Objective =
Set out every line of the entries below as a JSON list of strings, one string per line, skipping any blank lines. Omit the pictures.

Pointing dataset records

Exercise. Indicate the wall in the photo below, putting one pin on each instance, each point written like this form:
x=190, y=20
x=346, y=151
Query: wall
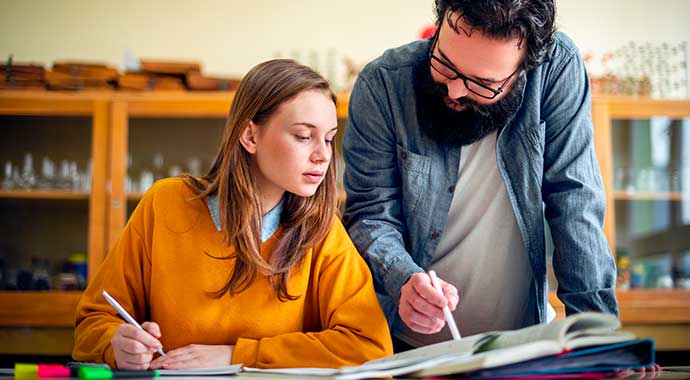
x=230, y=36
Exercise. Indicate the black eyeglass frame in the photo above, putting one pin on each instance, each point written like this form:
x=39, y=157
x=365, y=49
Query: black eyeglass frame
x=459, y=75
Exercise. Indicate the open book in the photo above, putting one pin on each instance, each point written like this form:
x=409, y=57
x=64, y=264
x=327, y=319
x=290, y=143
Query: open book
x=583, y=342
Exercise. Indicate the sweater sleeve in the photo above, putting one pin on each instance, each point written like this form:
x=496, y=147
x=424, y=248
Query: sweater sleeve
x=125, y=274
x=354, y=328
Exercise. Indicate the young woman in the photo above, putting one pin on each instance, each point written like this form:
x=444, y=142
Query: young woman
x=248, y=264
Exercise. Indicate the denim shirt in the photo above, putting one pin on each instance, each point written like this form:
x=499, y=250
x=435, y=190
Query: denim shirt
x=400, y=181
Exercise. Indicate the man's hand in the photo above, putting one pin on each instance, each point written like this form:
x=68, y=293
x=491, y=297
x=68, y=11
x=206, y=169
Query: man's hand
x=421, y=307
x=133, y=347
x=195, y=356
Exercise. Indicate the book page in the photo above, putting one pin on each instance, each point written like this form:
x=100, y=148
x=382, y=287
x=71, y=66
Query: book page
x=463, y=346
x=561, y=330
x=227, y=370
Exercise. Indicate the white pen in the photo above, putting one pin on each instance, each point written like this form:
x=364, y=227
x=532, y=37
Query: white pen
x=124, y=314
x=446, y=310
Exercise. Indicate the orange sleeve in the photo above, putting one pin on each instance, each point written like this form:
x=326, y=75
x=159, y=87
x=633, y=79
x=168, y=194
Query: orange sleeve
x=354, y=328
x=125, y=274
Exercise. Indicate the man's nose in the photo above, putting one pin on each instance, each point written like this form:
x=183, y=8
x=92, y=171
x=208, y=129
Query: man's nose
x=456, y=88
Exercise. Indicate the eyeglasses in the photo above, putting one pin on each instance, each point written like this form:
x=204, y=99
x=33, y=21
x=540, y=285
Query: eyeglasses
x=451, y=73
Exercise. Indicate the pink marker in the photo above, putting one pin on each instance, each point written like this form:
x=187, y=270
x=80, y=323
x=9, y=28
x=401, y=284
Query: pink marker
x=53, y=370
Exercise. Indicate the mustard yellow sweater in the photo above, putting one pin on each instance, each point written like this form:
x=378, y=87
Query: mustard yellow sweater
x=160, y=270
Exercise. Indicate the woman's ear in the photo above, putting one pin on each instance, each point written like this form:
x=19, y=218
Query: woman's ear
x=248, y=137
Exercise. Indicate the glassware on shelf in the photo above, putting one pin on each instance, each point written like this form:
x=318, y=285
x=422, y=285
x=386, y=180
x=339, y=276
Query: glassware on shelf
x=158, y=163
x=28, y=176
x=64, y=179
x=146, y=180
x=47, y=178
x=9, y=179
x=40, y=274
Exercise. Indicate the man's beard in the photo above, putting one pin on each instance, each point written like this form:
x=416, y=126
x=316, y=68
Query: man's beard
x=475, y=121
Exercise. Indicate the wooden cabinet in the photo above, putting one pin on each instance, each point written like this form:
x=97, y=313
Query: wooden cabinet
x=44, y=222
x=643, y=147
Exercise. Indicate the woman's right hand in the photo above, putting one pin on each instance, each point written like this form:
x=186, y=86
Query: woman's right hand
x=133, y=347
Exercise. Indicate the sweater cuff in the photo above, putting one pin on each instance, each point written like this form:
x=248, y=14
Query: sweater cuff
x=246, y=352
x=398, y=274
x=109, y=356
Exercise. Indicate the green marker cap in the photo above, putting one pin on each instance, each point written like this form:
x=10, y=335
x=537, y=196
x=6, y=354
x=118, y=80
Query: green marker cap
x=88, y=373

The response =
[
  "Exercise. Indicate the wall in the photo below, putting one pin on each instance, each point written like this form:",
  "x=190, y=20",
  "x=346, y=151",
  "Query: wall",
  "x=230, y=36",
  "Exercise. Indicate the black eyeglass frame in the photo above, putting one pin on each instance, each point written like this form:",
  "x=39, y=157",
  "x=365, y=49",
  "Query: black eyeglass frame",
  "x=459, y=75",
  "Exercise. Indicate the open book in the photo above, putting one pin on each instance, each point written like this form:",
  "x=409, y=57",
  "x=64, y=264",
  "x=327, y=319",
  "x=290, y=143",
  "Query: open book",
  "x=583, y=342",
  "Exercise. Indicate the sweater sleeve in the photo above, putting one pin on each instance, each point written like this form:",
  "x=496, y=147",
  "x=424, y=248",
  "Query: sweater sleeve",
  "x=125, y=274",
  "x=354, y=328",
  "Exercise. Indicate the young woman in the photo above, putting one pin on each instance, each point written like this form:",
  "x=444, y=142",
  "Query: young woman",
  "x=248, y=264",
  "Exercise. Indicate the denim shirt in the photo above, putting one pin on each instance, each point written like this form:",
  "x=499, y=250",
  "x=435, y=190",
  "Query: denim shirt",
  "x=400, y=181",
  "Exercise. Indicate the man's hand in the photo above, putting one pin on each instance, each point written like this form:",
  "x=68, y=293",
  "x=491, y=297",
  "x=68, y=11",
  "x=206, y=169",
  "Query: man's hand",
  "x=421, y=307",
  "x=133, y=347",
  "x=195, y=356",
  "Exercise. Indicate the book page in the photo above, putting one pin on each instance, each point written like this form:",
  "x=100, y=148",
  "x=382, y=287",
  "x=71, y=66",
  "Query: book page",
  "x=463, y=346",
  "x=561, y=330",
  "x=227, y=370",
  "Exercise. Indicate the white pen in the photo above, putting one pin on each instance, each point written like this form:",
  "x=364, y=227",
  "x=532, y=37",
  "Query: white pen",
  "x=124, y=314",
  "x=446, y=310",
  "Exercise. Indicate the orange sleeve in the photo above, putting one pin on each instance, each point written like this form:",
  "x=326, y=75",
  "x=159, y=87",
  "x=633, y=79",
  "x=168, y=194",
  "Query: orange sleeve",
  "x=354, y=328",
  "x=125, y=274",
  "Exercise. Indicate the man's nose in the photo above, putting one pin on each instance, each point written like this form:",
  "x=183, y=8",
  "x=92, y=171",
  "x=208, y=129",
  "Query: man's nose",
  "x=456, y=88",
  "Exercise. Indicate the eyeglasses in the photo above, putting one pin on each instance, each point written like this form:",
  "x=204, y=99",
  "x=33, y=21",
  "x=540, y=285",
  "Query: eyeglasses",
  "x=451, y=73",
  "Exercise. Indicate the pink marker in the photo above, putting one pin on each instance, each point written like this form:",
  "x=187, y=270",
  "x=80, y=323",
  "x=9, y=28",
  "x=401, y=284",
  "Query: pink marker",
  "x=53, y=370",
  "Exercise. Indicate the mustard yellow sweater in the photo above, putting one pin on each instance, each point written like this form:",
  "x=378, y=87",
  "Query: mustard yellow sweater",
  "x=160, y=270",
  "Exercise. Indicate the woman's ear in the photo above, putting one pin on each instance, each point written like this form:",
  "x=19, y=218",
  "Query: woman's ear",
  "x=248, y=137",
  "Exercise. Indicate the glassware on shelf in the photo above, putting one pin on each instance, each point written like this form:",
  "x=318, y=285",
  "x=422, y=285",
  "x=386, y=180",
  "x=339, y=276",
  "Query: glassware on shelf",
  "x=158, y=163",
  "x=28, y=176",
  "x=64, y=179",
  "x=146, y=180",
  "x=47, y=178",
  "x=9, y=179",
  "x=40, y=274",
  "Exercise. Indicate the man's beard in the photo above, putting one pin on each instance, each point written like this form:",
  "x=416, y=126",
  "x=316, y=68",
  "Query: man's beard",
  "x=475, y=121",
  "Exercise. Indicate the wooden cabinet in the photo above, putting one pin on each instance, each point written like this form:",
  "x=97, y=313",
  "Query: wooden cabinet",
  "x=44, y=222",
  "x=643, y=147",
  "Exercise. Indicate the woman's right hand in the photo above, putting one pin on each instance, each point written like this form:",
  "x=186, y=86",
  "Query: woman's right hand",
  "x=133, y=347",
  "Exercise. Indicate the sweater cuff in the photo above, putting one pin on each instance, each point written like this form:",
  "x=248, y=14",
  "Query: sweater cuff",
  "x=246, y=352",
  "x=398, y=274",
  "x=109, y=356",
  "Exercise. Indicate the green marker cap in the photo above, putting one pin on each instance, each point written like this form:",
  "x=10, y=335",
  "x=537, y=196",
  "x=6, y=354",
  "x=118, y=80",
  "Query: green marker cap",
  "x=88, y=373"
]